_Passage to read_
= = =
I grew up on Musical Theater in one form or another. My mother cleaned on Saturdays, and we had one of those stereos that took up the whole wall of the house. You remember the type. It was about 5 feet long and it had a flat service the center part was cut out and you lifted that and the turn table was there. The speakers were built in. You could stack albums on the spindle in the center of the turn table and the next one would drop and play when the first was finished. I know all you vinyl lover are cringing at that. On those Saturdays mom loaded that spindle up with original cast albums and soundtracks of her favorite stage and screen musicals. She would clean and sing and in the summer, anyone walking by could hear my mother’s wonderful voice as they walked past the house.
That was my introduction to Broadway and the wonderful world of musical comedy and drama. It wouldn’t be long before I would see my first stage show. I was probably four or five when I went to spend the night at my cousin’s John’s house. In the afternoon my Aunt Dee sent us to see a Performance of OKLAHOMA. This was a production by The Saint Francis Players a group that performed musicals in The Saint Francis Chrch Auditorium The performance was just for kids and as I remember it was pretty much pandemonium in the audience. I, however, was mesmerized. I can still see Curly singing Poor Jud is Dead. I had been to the movies, but I had never seen anything live before and I was bitten. In the years that followed I know I saw L’il Abner there as well as Camelot and I loved every minute.
From entering school until eight grade my interest in musicals waxed and waned. Every year as a family we sat down to watch White Christmas and The Wizard of Oz . These were family traditions and my sister and I scanned the TV supplement in the Sunday paper looking for when these favorites would be aired. In the fourth grade my class did a watered down version of You’re A Good Man Charlie Brown. I dearly wanted to play Linus and I got the part. I think I was one of the only kids that ended up with a solo and I pulled off well. Now not only was I watching musicals I was in one.
You’re A Good Man Charlie Brown was also my first original cast album. I wore that album out and to be honest still love it to this day. The whole show is amazing and stayed true to the characters created by Charles Schulz in the Peanuts strip. Fun fact one evening in December 1969 Peanuts was off Broadway in You’re A Good Man Charlie Brown, on television in A Charlie Brown Christmas and on the big screen in A Boy Named Charlie Brown and in the daily newspaper strip. I don’t think any other writer can claim dominating almost every form of entertainment in one evening.
= = =
Mask-labeling examples:
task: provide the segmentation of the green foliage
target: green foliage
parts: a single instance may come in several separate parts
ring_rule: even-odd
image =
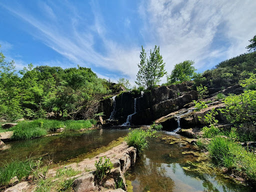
= = =
In the passage above about growing up with musical theater, which part did the writer get in the fourth-grade class show?

_Final result_
Linus, in a watered-down version of You're A Good Man Charlie Brown.